■ PROBLEM STATEMENT ■
Count the lines of the records that contain the string "directional", treating case as significant, and give only the number.

[BEGIN PROVIDED ENTRIES]

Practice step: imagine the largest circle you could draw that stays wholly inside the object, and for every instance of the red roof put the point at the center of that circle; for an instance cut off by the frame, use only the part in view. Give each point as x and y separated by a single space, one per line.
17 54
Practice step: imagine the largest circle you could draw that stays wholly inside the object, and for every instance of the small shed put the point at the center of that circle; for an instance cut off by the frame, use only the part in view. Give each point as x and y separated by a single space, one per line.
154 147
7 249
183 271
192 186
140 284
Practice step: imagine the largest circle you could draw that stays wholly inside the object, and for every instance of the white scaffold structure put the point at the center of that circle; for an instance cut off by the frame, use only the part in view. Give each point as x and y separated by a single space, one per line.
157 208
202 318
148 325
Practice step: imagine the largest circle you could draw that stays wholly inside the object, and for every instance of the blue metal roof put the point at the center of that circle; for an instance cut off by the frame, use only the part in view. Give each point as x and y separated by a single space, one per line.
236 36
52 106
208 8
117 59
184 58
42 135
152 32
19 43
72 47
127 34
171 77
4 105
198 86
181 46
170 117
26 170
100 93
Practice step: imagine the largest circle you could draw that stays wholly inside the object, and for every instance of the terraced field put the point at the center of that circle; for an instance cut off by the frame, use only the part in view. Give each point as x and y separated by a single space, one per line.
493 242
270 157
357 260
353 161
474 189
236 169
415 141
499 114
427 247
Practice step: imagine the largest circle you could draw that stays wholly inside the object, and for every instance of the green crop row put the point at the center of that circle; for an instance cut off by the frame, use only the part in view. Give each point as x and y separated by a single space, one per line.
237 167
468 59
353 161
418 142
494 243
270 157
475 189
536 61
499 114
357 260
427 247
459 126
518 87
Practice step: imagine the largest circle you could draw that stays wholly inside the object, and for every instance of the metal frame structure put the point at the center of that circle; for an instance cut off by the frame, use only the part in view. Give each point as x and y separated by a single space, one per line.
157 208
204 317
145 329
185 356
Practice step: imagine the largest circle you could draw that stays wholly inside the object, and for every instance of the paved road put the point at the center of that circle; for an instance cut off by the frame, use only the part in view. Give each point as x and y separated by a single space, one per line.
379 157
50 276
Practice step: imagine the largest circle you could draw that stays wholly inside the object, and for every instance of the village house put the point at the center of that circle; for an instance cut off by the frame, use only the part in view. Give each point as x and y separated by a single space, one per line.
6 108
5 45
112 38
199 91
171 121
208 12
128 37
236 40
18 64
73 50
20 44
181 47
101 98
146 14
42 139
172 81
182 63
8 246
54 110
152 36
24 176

[END PROVIDED ENTRIES]
[BEGIN PROVIDED ENTRIES]

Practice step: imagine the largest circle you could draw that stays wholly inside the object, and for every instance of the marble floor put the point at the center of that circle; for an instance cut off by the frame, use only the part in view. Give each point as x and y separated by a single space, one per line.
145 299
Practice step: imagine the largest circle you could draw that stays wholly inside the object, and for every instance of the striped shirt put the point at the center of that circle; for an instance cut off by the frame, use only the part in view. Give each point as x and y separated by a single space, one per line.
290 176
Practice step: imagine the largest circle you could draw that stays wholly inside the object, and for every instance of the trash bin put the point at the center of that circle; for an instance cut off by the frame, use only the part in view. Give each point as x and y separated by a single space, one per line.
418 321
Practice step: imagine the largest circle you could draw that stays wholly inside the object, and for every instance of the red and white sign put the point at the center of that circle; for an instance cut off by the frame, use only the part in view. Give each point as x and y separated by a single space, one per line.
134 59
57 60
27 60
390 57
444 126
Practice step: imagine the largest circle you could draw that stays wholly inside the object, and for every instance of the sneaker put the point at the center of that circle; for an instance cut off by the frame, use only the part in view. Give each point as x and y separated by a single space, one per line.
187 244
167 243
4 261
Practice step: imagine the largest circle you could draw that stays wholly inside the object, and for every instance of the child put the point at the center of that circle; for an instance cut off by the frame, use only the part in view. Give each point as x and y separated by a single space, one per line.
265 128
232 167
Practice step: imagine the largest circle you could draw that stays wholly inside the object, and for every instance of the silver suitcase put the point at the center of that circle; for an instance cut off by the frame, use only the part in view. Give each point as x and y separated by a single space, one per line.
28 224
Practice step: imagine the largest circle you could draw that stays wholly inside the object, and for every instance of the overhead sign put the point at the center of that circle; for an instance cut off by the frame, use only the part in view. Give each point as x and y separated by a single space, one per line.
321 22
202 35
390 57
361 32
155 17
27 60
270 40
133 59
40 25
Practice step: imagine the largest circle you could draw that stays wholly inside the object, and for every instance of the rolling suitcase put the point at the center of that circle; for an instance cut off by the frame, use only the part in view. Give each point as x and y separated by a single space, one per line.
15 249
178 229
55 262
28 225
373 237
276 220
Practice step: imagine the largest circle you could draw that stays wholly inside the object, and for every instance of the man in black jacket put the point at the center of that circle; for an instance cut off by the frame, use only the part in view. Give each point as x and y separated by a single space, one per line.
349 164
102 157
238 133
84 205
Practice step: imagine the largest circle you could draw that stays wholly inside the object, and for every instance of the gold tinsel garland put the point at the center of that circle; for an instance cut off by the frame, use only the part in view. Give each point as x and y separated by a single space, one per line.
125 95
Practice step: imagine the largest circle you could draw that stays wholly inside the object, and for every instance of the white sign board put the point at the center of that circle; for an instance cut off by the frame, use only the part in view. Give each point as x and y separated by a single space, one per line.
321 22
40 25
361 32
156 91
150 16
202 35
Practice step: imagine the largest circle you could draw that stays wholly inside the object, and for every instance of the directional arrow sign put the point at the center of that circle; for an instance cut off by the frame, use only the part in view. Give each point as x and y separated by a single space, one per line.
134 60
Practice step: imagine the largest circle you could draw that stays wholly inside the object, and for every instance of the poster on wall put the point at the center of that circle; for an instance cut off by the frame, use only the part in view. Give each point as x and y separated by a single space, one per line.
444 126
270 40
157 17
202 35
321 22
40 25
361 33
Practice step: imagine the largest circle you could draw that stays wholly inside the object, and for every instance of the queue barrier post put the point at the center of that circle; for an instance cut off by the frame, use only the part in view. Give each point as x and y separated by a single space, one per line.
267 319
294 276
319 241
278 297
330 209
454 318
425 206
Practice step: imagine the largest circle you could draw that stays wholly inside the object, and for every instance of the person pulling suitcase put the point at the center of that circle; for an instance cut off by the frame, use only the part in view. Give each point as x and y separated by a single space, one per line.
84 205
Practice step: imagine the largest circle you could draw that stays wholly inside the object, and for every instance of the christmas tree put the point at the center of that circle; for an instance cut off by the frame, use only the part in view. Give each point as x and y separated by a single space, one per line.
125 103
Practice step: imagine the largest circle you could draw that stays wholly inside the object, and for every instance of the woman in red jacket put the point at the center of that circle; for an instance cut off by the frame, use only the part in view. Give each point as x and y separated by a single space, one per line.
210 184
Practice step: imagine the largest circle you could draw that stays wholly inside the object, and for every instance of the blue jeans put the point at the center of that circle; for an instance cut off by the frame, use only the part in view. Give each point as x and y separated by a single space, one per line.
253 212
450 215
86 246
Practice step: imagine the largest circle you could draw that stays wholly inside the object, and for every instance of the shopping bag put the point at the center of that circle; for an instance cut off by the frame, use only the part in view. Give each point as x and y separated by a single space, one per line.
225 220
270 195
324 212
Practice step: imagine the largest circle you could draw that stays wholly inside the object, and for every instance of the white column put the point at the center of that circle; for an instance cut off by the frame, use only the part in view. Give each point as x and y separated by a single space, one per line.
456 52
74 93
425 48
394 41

[END PROVIDED ENTRIES]

■ SOLVED EXERCISE ■
1